■ Pagina ■
***

Sicilia

Dagli incendi alle minacce, sindaci e amministratori nel mirino: i casi in Sicilia

Dai fazzoletti inzuppati di sangue agli ulivi tagliati. Passando per auto incendiate o danneggiate, fino agli animali morti davanti casa. C’è di tutto nel catalogo delle intidimidazioni subite dagli amministratori siciliani nel corso del 2022 e raccolti nell’ultimo rapporto “Amministratori sotto tiro” di Avviso Pubblico che elenca le minacce rivolte contro sindaci, assessori, consiglieri comunali e municipali, amministratori regionali e dipendenti della Pubblica Amministrazione.

Il record siciliano e il caso di Agrigento

La Sicilia vanta un primato a livello nazionale. Se in Italia sono sono 326 gli atti intimidatori censiti, 50 di questi sono accaduti solo nell’Isola, più di Campania (49), Puglia (48) e Calabria (42). Il record lo si tocca in provincia di Agrigento che da sola raccoglie il 36% degli atti intimidatori (18 quelli censiti) concentrati in 15 Comuni della provincia. E’ lungo l’elenco di minacce che va dai proiettili inviati alla sindaca di Montevago, alla testa di cinghiale lasciata davanti al cancello della casa di campagna di Calogero Scrimali, assessore comunale di Licata, oltre che all’incendio, nello stesso comune, dell’auto di un ex assessore. Ad aprile la sindaca di Naro, Maria Grazia Brandara, riceve per posta un fazzoletto inzuppato di sangue, mentre pochi giorni più tardi tocca ad un funzionario di un consorzio di bonifica, residente a Ribera, sul cui cancello di casa viene trovata appesa una missiva dai toni minatori. Nel mese di agosto a Bivona viene distrutto il parabrezza dell’auto del vicesindaco Salvatore Cutrò. Quarantott’ore dopo è il turno di una telefonata minatoria (“digli di farsi la scorta”) ad un familiare del sindaco di Siculiana, Giuseppe Zambito. Ad ottobre due intimidazioni fotocopia nel giro di 72 ore – il taglio degli ulivi su un terreno di proprietà – colpiscono i sindaci di Aragona e Burgio. A dicembre a Sciacca, il cadavere di un cane, in un sacchetto, è ritrovato davanti la casa di campagna del presidente del consiglio comunale, Ignazio Messina.
Per scoprire perchè Agrigento sia così particolare, bisogna leggere l’ultimo rapporto della Dia, la direzione investigativa antimafia nel quale si sottolinea come in quel territorio convivano due tipi di criminalità: la Stidda e la Mafia. “Convivono senza evidenti contrasti nel reciproco interesse di spartirsi proficuamente le attività criminali nel territorio della provincia – scrive la DIA nella sua ultima relazione semestrale, pubblicata nel mese di aprile del 2023 – Tuttavia, talune indagini hanno messo in luce pericolose frizioni tra esponenti ai vertici di cosa nostra e alcuni stiddari sul controllo e sulla gestione di attività illecite connesse con il mercato ortofrutticolo. Tali evenienze potrebbero, nel tempo, rimettere in discussione il tacito accordo di non belligeranza che contraddistingue da anni la Valle dei Templi”.

***

■ Estratto del dataset ■
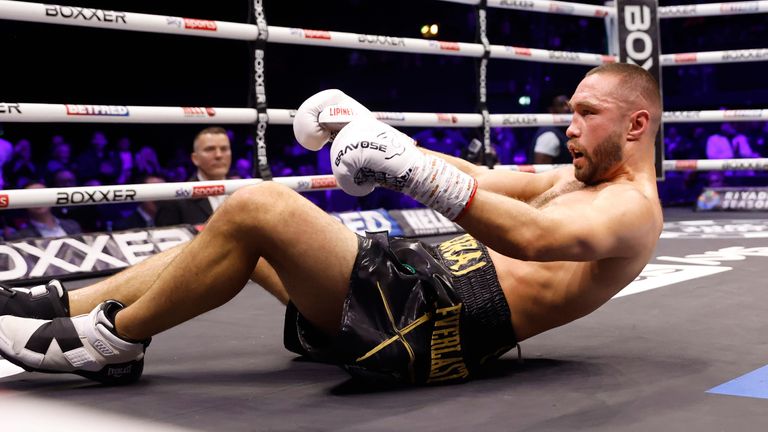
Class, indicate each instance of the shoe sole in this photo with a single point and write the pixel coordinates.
(112, 375)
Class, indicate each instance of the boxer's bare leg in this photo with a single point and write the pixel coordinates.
(311, 252)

***

■ Istruzioni di lavoro ■
A) Indica tutte le persone citate con nome e cognome nell'articolo sulle intimidazioni agli amministratori siciliani.
B) Prosegui l'articolo sulle intimidazioni agli amministratori siciliani a partire dal punto in cui si interrompe.
Il materiale non ha alcun ruolo in questo lavoro.

■ Soluzioni dell'esercizio ■
A) Calogero Scrimali, Maria Grazia Brandara, Salvatore Cutrò, Giuseppe Zambito, Ignazio Messina

B)
A Gela una unica modalità

E se la situazione di Agrigento colpisce per la sua varietà, diverso il discorso di Caltanissetta. Dove c’è una concentrazione di intimidazioni (tutte a Gela) e una unicità di modalità operative: l’incendio dell’automobile. Sei casi censiti, sei incendi. Nel mirino sono finite un’automobile di proprietà del Comune e le vetture della consigliera Alessandra Ascia, dell’ex assessore Anna Comandatore, dell’ex consigliere Nunzio Cafà, e due auto – a distanza di sei mesi l’una dall’altra – del consigliere Gabriele Pellegrino. Anche nel nisseno, come nell’agrigentino, convivono Cosa nostra e Stidda. Nel 2022, oltre agli amministratori locali, sono finiti nel mirino delle intimidazioni anche numerose attività economiche e professionisti.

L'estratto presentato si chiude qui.